Copy out word for word the lines between the one holding "Task: locate the tall" and the one holding "column 28, row 57", both included.

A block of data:
---------------

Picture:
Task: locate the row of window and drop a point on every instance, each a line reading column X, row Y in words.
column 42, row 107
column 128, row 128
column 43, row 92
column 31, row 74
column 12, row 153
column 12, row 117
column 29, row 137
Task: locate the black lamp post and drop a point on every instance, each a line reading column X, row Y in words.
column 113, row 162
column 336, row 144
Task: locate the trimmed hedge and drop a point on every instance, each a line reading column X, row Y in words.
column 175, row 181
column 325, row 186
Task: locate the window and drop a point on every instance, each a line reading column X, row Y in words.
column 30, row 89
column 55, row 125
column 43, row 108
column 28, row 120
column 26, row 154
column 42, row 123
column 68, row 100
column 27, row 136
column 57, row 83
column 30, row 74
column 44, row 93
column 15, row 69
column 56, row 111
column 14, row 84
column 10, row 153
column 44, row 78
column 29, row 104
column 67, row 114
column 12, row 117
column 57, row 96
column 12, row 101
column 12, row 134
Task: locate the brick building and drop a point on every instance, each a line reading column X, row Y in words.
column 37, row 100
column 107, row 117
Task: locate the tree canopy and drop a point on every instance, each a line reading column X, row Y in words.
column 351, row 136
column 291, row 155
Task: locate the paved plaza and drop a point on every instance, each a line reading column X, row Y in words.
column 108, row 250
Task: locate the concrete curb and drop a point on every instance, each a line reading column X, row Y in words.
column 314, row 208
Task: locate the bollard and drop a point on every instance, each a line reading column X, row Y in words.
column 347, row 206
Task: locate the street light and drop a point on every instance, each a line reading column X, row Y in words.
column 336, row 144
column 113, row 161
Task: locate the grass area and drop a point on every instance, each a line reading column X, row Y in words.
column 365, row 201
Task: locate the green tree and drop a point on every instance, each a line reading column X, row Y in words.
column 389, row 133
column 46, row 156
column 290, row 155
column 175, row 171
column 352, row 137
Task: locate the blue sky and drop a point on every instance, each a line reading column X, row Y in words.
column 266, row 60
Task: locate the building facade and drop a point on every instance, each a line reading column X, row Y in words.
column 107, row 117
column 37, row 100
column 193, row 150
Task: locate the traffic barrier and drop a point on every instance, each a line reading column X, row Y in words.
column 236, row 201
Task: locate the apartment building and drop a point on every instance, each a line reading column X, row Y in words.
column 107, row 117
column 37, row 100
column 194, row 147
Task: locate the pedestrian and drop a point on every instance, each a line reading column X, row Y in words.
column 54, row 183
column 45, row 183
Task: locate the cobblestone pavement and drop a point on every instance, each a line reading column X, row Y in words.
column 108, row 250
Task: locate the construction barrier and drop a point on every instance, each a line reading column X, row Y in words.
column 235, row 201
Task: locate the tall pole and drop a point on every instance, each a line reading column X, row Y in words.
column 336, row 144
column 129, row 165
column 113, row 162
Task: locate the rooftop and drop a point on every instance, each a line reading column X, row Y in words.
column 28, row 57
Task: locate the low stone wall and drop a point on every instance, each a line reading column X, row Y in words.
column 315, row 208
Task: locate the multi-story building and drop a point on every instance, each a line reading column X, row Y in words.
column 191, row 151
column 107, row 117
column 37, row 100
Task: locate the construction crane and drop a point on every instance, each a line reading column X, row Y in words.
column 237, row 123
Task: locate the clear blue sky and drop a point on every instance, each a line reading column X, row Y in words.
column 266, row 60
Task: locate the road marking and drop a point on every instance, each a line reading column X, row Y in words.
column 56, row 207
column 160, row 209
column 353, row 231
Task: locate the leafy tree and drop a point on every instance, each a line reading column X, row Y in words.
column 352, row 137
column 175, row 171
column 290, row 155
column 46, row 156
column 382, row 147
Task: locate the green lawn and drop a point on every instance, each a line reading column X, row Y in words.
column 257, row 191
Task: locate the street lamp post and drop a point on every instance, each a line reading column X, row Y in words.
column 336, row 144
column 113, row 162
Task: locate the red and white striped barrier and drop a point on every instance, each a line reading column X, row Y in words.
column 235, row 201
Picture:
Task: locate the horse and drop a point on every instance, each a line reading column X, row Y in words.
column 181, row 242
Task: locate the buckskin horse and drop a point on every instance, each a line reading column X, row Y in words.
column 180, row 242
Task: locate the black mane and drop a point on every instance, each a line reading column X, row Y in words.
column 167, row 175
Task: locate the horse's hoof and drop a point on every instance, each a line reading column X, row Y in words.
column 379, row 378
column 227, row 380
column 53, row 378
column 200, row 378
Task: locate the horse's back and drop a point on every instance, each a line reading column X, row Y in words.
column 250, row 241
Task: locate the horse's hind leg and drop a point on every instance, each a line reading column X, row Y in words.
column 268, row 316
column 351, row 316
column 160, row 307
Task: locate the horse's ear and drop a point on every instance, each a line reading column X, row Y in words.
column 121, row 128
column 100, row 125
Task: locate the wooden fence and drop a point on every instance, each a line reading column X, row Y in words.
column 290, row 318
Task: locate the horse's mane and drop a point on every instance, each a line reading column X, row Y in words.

---------------

→ CORRECT RESPONSE:
Task: locate the tall pole and drop a point on every instance, each a line reading column X, row Y in words.
column 336, row 144
column 129, row 165
column 113, row 162
Task: locate the rooftop and drop a point on every instance, each a line reading column X, row Y in words.
column 28, row 57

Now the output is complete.